(PROVIDED DATA)

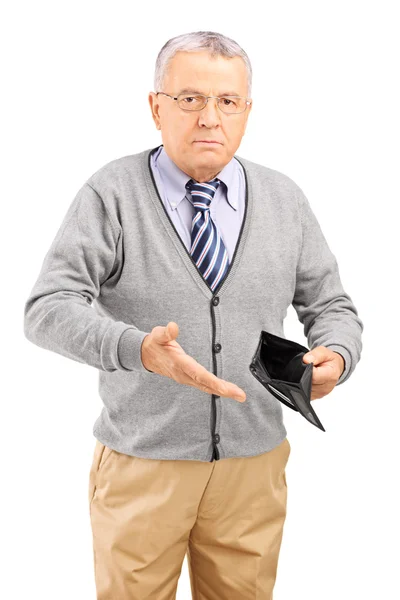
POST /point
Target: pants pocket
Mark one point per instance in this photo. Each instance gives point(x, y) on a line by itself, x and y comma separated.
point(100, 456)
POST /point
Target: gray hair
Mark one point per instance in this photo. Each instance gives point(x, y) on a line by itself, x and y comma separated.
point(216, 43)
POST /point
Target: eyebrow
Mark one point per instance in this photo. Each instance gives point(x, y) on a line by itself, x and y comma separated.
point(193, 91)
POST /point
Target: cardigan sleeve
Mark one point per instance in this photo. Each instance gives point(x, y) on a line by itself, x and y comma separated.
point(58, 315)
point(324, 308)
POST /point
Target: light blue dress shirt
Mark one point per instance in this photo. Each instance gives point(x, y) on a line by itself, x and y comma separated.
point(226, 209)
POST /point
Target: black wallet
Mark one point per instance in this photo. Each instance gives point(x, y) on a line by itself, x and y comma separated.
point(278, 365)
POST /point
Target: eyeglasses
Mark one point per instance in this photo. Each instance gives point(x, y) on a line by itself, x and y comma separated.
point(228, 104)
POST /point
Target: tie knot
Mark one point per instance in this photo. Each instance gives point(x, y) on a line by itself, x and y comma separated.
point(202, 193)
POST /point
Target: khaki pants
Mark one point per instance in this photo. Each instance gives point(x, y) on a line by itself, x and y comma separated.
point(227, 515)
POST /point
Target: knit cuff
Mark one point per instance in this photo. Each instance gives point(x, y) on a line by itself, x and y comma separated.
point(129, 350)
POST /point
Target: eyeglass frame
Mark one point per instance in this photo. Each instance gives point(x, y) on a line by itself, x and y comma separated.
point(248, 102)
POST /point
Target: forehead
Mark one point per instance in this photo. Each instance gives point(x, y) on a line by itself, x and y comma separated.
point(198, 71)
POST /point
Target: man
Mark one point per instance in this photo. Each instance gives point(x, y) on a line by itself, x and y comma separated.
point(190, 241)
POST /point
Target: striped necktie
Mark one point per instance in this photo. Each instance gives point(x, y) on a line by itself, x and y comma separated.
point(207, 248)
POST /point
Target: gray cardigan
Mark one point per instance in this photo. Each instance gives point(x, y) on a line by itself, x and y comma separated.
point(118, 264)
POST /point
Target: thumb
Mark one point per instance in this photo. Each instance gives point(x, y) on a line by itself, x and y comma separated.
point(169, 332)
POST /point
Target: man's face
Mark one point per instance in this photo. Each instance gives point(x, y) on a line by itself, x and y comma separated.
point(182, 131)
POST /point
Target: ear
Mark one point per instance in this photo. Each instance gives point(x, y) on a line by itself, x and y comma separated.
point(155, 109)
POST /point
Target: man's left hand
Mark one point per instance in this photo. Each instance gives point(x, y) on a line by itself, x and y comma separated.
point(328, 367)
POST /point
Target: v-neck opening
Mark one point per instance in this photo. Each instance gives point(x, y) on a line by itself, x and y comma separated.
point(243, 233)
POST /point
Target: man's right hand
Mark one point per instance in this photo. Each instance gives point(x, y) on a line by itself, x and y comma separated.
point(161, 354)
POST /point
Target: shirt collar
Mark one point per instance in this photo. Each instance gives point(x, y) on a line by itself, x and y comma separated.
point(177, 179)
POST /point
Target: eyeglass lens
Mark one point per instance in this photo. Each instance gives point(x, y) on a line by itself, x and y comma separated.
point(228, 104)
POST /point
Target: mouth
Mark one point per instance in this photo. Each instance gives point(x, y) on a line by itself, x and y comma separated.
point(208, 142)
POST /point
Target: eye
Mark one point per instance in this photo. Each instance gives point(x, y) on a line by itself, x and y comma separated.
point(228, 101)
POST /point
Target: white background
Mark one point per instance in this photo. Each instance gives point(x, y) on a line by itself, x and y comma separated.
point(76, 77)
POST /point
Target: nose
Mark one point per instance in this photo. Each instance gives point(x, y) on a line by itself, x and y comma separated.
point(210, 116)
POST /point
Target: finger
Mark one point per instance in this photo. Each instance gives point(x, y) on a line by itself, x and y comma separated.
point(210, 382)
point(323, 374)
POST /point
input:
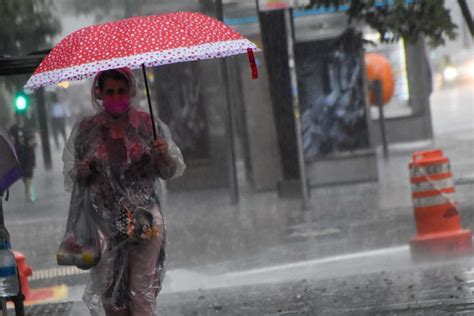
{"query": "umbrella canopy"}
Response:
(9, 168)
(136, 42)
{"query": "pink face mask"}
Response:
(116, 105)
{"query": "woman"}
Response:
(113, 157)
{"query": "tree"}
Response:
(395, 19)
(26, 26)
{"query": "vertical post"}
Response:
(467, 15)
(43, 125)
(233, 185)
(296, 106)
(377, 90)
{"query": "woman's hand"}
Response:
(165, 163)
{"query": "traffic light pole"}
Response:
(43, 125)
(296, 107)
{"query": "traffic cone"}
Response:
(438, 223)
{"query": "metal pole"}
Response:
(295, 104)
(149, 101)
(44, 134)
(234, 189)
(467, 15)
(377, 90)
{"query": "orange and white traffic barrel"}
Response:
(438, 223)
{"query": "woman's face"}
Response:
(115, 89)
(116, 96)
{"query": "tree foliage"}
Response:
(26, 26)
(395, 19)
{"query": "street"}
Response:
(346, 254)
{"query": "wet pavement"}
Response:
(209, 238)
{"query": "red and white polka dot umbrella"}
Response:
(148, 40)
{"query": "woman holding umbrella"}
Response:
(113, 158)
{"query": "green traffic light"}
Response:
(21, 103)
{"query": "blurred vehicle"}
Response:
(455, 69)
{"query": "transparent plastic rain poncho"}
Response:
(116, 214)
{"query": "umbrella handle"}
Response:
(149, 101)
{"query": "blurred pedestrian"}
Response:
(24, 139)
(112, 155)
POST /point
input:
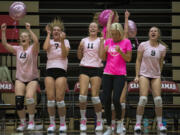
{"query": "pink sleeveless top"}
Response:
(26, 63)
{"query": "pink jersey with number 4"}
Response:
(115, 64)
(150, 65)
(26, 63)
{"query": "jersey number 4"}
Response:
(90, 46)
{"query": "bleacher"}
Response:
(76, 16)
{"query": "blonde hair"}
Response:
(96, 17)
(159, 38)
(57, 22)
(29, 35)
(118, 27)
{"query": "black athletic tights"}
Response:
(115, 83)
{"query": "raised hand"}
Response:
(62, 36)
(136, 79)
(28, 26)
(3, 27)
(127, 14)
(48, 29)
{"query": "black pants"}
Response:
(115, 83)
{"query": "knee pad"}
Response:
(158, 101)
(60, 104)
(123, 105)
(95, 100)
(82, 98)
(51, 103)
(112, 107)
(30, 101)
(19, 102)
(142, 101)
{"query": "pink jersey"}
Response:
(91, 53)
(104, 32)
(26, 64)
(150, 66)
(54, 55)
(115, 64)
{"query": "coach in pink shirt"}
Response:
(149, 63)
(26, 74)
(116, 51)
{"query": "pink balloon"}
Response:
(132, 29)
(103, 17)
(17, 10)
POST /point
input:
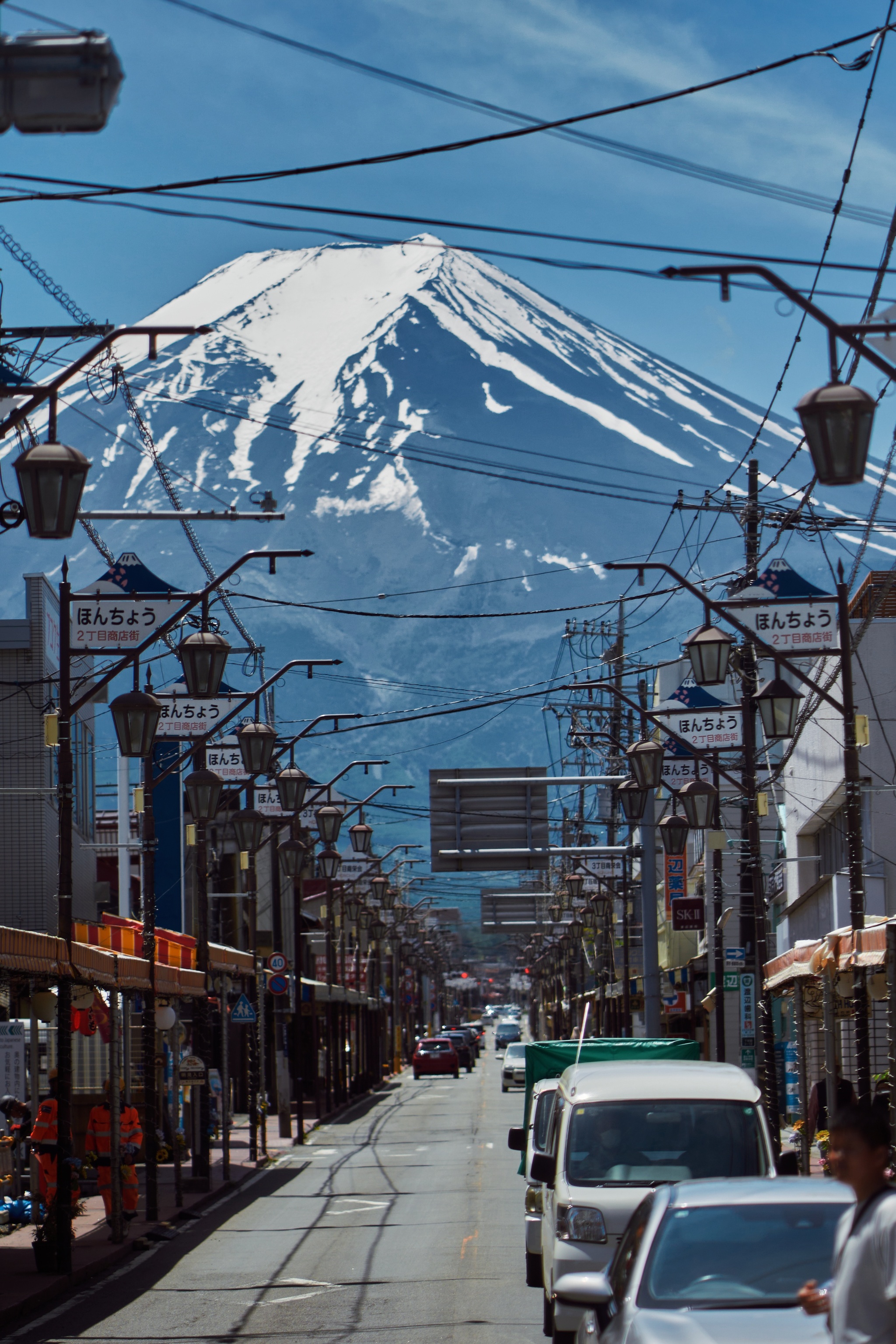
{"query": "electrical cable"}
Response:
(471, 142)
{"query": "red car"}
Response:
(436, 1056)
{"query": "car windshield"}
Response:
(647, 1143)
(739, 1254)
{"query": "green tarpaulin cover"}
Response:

(End PROVIDED DATA)

Repeat exactly the lines from the first line of the records above through the line containing "Target: light blue dress shirt", both included. Leave out the pictures.

POST /point
Target: pants pocket
Mark one point per instance in this photo. Each instance gives point(x, y) on a line by itself, x and y comma separated.
point(100, 456)
POST /point
Target: gray hair
Mark one point per instance in this photo. Each instance gives point(x, y) on a line by itself, x and y comma separated.
point(216, 43)
POST /point
Target: eyebrow
Mark one point per instance in this photo. Each instance gives point(x, y) on a line by itself, x and y comma separated.
point(193, 91)
POST /point
Target: cardigan sleeve
Mark one point per instance in this photo. Each instance gives point(x, y) on a line by itself, x and y comma separated.
point(58, 315)
point(324, 308)
POST /point
Target: light blue dress shirt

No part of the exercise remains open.